Stored items
══════════════════════════════

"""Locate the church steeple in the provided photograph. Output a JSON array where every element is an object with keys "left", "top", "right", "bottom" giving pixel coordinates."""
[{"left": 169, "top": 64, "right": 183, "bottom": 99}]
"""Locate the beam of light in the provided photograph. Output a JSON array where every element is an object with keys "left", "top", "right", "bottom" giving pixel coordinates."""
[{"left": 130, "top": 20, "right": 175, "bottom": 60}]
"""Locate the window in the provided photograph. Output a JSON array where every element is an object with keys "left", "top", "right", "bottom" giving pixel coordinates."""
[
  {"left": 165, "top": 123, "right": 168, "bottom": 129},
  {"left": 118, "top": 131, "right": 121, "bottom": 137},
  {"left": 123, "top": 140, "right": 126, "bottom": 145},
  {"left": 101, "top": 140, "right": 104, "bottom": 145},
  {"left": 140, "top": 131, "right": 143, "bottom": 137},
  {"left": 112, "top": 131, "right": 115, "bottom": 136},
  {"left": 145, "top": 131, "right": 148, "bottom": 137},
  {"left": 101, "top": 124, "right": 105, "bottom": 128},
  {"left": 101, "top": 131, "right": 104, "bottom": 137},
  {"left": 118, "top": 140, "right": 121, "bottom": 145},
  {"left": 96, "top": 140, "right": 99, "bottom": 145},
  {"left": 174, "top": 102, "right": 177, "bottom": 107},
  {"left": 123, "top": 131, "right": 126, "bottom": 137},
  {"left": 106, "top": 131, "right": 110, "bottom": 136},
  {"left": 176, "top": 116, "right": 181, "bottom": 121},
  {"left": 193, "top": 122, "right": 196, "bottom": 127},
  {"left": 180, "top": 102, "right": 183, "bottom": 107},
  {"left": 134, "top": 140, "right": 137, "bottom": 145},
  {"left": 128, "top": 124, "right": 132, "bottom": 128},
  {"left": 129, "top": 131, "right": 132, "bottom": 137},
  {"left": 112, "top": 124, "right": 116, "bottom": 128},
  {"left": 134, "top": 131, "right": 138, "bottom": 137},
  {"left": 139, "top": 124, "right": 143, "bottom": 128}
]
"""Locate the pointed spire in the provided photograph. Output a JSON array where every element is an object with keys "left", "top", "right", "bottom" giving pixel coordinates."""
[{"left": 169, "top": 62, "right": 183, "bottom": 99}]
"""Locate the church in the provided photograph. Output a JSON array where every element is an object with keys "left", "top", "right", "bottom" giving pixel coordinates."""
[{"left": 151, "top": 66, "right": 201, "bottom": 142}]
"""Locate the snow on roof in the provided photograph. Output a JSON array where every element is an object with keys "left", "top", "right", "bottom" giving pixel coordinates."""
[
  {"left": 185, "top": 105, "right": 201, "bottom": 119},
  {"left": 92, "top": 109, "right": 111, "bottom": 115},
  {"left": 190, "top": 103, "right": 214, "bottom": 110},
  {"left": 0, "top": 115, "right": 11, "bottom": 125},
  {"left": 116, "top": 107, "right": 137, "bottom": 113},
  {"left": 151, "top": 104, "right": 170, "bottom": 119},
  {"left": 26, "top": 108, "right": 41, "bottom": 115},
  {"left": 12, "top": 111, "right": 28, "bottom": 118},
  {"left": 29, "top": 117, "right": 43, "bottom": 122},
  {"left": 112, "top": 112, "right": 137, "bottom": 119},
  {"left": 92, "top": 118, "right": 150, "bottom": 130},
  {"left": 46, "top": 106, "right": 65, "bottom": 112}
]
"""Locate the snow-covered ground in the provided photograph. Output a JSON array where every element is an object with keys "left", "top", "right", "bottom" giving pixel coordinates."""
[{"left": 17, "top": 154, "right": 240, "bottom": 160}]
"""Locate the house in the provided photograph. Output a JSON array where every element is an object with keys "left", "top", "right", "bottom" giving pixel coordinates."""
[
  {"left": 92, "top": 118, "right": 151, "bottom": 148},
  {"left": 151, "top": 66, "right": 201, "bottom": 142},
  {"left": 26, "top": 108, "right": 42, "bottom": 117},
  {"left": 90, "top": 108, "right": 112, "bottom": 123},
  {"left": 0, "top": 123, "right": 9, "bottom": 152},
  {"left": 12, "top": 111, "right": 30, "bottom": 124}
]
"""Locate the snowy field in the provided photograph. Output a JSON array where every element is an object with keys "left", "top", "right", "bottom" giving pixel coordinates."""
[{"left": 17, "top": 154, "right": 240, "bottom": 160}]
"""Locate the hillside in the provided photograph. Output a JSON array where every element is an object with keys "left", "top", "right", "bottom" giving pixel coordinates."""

══════════════════════════════

Each line from the one holding "the snow-covered ground" down to the end of the records above is to be repeated exactly; no other line belongs in the reply.

"""Locate the snow-covered ground in the provided photograph. Output a JSON array where every element is an object with keys "left", "top", "right", "bottom" giving pixel coordinates."""
[{"left": 17, "top": 154, "right": 240, "bottom": 160}]
"""Locate the house in the provided photograph. Output a JSON array where every element is an object with keys "left", "top", "right", "bottom" giving pixel coordinates."""
[
  {"left": 92, "top": 118, "right": 151, "bottom": 148},
  {"left": 151, "top": 66, "right": 201, "bottom": 142},
  {"left": 26, "top": 108, "right": 42, "bottom": 117},
  {"left": 90, "top": 108, "right": 112, "bottom": 123},
  {"left": 0, "top": 123, "right": 9, "bottom": 152},
  {"left": 12, "top": 111, "right": 30, "bottom": 124}
]
"""Locate the snowy field in the provided photograph. Output a JSON array where every element is an object with keys "left", "top", "right", "bottom" giving pixel coordinates."""
[{"left": 17, "top": 154, "right": 240, "bottom": 160}]
"""Locate the hillside in the provided photograph. Output a JSON array where every element is an object with keys "left", "top", "right", "bottom" giving pixel coordinates."""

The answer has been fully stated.